◆ **GIVEN TASK**
Gather every line of the data below that contains the string "Place". Treat uppercase and lowercase letters as different.

◆ **INPUT FOR THIS TASK**
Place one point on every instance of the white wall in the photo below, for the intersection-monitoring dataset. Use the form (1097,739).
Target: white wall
---
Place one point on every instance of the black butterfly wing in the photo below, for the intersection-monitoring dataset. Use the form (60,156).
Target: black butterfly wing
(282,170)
---
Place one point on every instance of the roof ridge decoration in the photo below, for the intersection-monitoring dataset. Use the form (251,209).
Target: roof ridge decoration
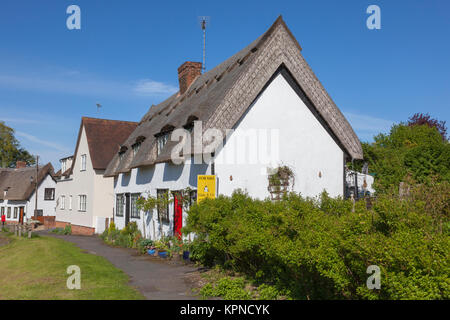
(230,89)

◆ **RESULT FOR THIS TASK**
Place one point on every instance of the white wall in the photo below, for the intersection-monitoring dataset. Use the form (1097,739).
Place one point on every instance of the black butterfly wing in the photo below, for the intersection-monitoring dataset. Use the form (60,156).
Place one point on every instance of the roof ridge decoration in the photo below, for the intersection-monitoring dataset. Use the form (251,209).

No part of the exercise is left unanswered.